** Work instruction **
Continue the travel piece about the Old Port of Mykonos and the food at Captain's, picking up after its last sentence.

** Excerpt **
....

Amongst the sea of blue, a red doorway stands out opulently. The colors of Greece, forever mired in white, seems to be a mirage that materializes before ones eyes.

The Old Port of Mykonos is located right by the ocean, in the heart of town. Ferries to Delos depart from here, while larger ships and cruises depart from the larger New Port, a 15 minute journey outside of town.

Various restaurants line the beach here, but a highly rated favorite is Captain's, and for good reason.

Stopping for a light lunch, we ordered two Greek staples: melitzanosalata (eggplant dip) and saganaki (fried feta cheese - think mozzarella sticks, except better in every way).

Grilled pork is another typical dish - pork and lamb are eaten often but beef is rarer to come by on a menu. Something about cows being harder to raise, I believe.

Baklava, of course, dripping in honey, with crushed nuts between layers of fine phyllo pastry. Topped with a scoop of vanilla for a satisfying (and presumably calorific) end to any meal.

....

** Available data **

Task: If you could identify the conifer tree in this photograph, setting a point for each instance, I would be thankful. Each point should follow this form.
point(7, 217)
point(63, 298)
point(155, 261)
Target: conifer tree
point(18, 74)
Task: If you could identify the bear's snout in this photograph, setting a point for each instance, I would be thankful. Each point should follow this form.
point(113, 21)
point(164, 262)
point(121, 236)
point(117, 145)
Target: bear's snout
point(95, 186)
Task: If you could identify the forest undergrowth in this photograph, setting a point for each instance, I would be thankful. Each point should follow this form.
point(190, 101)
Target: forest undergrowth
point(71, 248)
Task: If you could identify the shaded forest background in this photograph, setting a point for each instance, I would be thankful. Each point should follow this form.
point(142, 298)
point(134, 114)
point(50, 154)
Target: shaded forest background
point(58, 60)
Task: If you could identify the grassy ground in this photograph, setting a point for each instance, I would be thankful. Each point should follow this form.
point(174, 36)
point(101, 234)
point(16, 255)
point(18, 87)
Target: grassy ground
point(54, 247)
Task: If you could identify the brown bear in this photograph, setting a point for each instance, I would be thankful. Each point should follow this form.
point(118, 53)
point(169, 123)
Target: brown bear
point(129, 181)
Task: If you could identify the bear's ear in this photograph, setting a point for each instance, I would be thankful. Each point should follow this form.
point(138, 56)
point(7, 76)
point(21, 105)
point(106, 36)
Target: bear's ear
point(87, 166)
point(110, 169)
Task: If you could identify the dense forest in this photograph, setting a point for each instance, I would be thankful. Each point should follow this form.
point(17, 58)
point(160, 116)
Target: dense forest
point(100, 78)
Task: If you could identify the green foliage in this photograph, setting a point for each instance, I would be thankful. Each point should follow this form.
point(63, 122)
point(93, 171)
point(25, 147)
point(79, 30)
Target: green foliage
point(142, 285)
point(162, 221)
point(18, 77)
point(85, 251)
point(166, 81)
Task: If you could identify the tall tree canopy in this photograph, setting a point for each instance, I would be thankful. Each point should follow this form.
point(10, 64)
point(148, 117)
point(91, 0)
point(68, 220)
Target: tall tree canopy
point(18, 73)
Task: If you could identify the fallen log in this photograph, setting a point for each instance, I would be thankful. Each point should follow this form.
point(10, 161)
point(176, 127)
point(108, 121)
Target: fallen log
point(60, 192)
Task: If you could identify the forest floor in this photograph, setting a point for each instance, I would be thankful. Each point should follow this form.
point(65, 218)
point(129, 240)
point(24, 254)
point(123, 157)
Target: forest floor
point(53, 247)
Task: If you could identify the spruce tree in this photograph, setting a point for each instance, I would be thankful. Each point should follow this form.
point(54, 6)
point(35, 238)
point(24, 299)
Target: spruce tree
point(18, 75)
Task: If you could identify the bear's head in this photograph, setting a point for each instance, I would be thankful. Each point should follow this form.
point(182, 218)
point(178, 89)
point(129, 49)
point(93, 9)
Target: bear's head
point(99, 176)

....

** Solved exercise **
Local musicians gathered at a nearby table and began to sing.

Strolling towards the Kato Milli, (the windmills of Mykonos), we encountered an adorable square. Delights abound as one meanders through this town.

Even on this small Greek island in the middle of the Cyclades, one can find...

Continuing the stroll, we approach Little Venice (seen middle right, below), named for the houses that seem to be built on the water in this corner of town.


Hands down one of the most thrilling experiences of the entire trip - renting an ATV for 24 hours and exploring the island. Available to anyone with a drivers license, these steady vehicles are a delight to zoom around the paved roads of Mykonos with. Don't forget to lock your ride with an ancient lock, and don't lose it either, it costs 30 euros to replace, though looks to be worth less than one.

 

First stop on the ATV: the old lighthouse on the northwest corner of the island. Beautiful, albeit a bit windy.

The Armenistis Lighthouse was built in 1891. Visitors can't go in, but most come for the views around the structure itself.

Treat yourself to expansive views of the seaside cliffs and ocean. Rocks on the cliffs provide a great vantage point for photos.


Next stop, a thirty minute ride to the southwest, where the junction between Mykonos and a smaller connection off the main island - Ornos Beach.

Continuing along the coastline, another 15 minutes of driving gets you to Agios Ioannis Beach, a great spot to catch the sunset on the island.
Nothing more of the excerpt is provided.